= Beginning of Section =
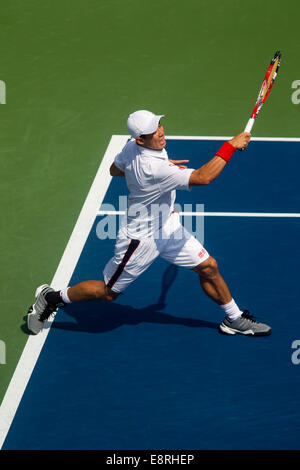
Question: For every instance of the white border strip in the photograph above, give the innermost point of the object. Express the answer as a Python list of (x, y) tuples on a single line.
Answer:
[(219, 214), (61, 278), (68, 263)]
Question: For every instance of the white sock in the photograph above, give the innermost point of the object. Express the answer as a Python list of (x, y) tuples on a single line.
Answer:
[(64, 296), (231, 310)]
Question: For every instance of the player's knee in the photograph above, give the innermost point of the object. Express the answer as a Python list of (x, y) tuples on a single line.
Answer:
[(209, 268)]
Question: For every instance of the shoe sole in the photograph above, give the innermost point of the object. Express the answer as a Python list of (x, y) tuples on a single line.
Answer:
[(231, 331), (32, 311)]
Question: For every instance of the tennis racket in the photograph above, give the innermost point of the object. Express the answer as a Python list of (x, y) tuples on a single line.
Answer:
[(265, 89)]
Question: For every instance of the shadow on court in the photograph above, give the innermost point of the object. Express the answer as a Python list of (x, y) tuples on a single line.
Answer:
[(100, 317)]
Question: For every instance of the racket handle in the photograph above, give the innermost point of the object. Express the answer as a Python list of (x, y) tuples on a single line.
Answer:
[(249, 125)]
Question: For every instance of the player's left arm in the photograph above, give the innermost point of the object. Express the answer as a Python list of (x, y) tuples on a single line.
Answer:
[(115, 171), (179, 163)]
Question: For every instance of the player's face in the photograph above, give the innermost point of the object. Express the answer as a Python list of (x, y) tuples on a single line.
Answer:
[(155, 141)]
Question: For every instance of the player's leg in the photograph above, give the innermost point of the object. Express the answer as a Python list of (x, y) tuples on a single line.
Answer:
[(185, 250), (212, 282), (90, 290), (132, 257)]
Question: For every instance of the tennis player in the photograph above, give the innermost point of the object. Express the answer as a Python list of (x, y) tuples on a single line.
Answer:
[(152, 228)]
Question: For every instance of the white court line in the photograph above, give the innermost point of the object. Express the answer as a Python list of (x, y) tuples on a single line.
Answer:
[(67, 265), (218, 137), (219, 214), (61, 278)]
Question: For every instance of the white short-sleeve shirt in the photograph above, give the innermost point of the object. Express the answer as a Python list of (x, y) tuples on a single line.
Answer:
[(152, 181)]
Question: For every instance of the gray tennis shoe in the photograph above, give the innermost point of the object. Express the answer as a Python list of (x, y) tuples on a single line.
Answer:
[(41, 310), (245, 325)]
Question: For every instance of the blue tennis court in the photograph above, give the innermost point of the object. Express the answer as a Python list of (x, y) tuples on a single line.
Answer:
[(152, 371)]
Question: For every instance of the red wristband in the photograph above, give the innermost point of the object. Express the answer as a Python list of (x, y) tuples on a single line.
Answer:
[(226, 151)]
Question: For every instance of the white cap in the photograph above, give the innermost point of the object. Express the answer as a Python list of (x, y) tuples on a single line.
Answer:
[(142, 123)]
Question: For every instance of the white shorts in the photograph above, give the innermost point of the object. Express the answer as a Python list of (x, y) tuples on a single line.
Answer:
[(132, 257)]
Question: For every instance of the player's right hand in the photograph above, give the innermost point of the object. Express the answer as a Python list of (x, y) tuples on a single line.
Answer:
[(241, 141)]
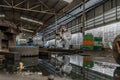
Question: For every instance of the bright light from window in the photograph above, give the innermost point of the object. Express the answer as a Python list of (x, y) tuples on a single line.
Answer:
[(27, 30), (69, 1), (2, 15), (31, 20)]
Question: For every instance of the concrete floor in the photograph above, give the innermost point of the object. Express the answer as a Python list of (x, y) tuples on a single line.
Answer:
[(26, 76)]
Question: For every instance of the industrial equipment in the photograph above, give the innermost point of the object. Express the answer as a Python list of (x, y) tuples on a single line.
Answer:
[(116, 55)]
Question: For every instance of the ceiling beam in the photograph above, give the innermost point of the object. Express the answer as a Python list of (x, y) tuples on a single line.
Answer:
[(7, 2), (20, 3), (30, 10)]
= End of Section =
= Beginning of Section =
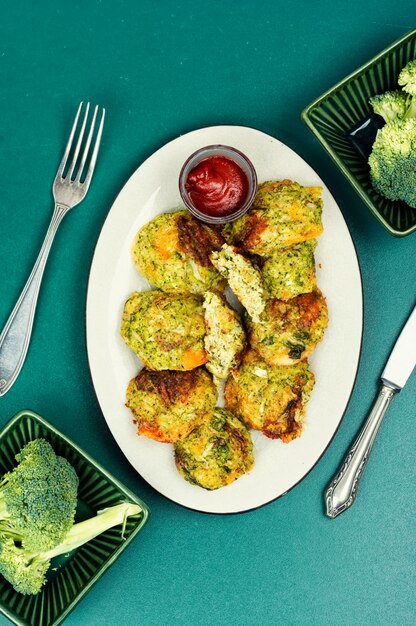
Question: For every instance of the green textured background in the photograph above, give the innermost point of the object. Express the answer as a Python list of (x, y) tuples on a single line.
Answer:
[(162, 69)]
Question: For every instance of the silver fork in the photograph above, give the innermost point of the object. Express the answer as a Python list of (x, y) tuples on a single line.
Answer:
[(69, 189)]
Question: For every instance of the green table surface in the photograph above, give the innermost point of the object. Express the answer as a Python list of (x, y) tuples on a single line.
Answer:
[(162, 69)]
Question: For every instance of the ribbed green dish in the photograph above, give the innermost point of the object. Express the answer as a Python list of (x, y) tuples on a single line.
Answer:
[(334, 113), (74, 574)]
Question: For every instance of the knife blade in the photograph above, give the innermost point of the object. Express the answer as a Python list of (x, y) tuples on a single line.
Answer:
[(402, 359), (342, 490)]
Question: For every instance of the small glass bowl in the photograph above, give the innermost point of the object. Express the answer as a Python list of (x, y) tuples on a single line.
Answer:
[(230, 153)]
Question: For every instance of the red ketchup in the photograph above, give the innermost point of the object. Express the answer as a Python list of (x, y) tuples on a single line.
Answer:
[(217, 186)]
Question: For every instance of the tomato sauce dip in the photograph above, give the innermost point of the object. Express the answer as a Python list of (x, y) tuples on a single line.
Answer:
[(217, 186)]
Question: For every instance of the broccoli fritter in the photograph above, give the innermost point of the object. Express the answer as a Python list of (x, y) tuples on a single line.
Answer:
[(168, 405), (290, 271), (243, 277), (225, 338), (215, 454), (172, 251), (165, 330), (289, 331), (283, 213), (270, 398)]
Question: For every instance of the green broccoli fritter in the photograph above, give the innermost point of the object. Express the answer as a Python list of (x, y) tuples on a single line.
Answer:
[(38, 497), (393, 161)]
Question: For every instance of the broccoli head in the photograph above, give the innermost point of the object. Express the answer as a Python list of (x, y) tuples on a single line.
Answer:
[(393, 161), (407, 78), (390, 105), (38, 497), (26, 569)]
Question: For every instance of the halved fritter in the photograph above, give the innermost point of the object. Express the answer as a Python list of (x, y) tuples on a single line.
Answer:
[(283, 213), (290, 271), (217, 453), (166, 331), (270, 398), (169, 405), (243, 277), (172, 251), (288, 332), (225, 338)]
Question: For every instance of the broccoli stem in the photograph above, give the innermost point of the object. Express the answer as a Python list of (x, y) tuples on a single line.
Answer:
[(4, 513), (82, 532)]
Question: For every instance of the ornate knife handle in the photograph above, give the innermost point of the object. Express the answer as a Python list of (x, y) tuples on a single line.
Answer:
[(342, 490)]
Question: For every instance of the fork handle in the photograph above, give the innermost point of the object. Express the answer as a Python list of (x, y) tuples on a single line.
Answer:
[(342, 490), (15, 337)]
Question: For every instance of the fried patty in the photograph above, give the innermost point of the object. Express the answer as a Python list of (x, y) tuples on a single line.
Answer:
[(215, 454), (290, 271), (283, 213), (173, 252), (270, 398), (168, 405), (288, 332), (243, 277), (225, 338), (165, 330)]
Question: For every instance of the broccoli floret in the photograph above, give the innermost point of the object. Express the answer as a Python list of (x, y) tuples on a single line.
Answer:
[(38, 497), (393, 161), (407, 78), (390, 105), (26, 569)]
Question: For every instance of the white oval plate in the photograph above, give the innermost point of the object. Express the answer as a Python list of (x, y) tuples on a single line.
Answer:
= End of Section =
• What to work on
Give back the records above exactly, limited to the lines between the one holding "Question: For every instance of the small" and the one holding "Question: For every instance of the broccoli fritter", inclusive.

• Result of the exercise
Question: For every instance of the small glass bowl in the photograph above, give the innermost point of the object. Express the answer as a Python list of (x, y) tuples on a single line.
Answer:
[(230, 153)]
Question: For every instance of the red ketchup in the photograph above, give the innermost point of the object. Express the answer as a Python list of (x, y) tuples on a single line.
Answer:
[(217, 186)]
Question: For every instance of the tomato sauce dip in the photograph above, give the innermost point of the object. Express the answer as a Python list of (x, y) tuples on a single line.
Answer:
[(217, 186)]
Question: For every instance of the broccoli fritter in the photograph above, give the innermost point of the object. Express the answer as a Python list of (x, y) tuples on a single line.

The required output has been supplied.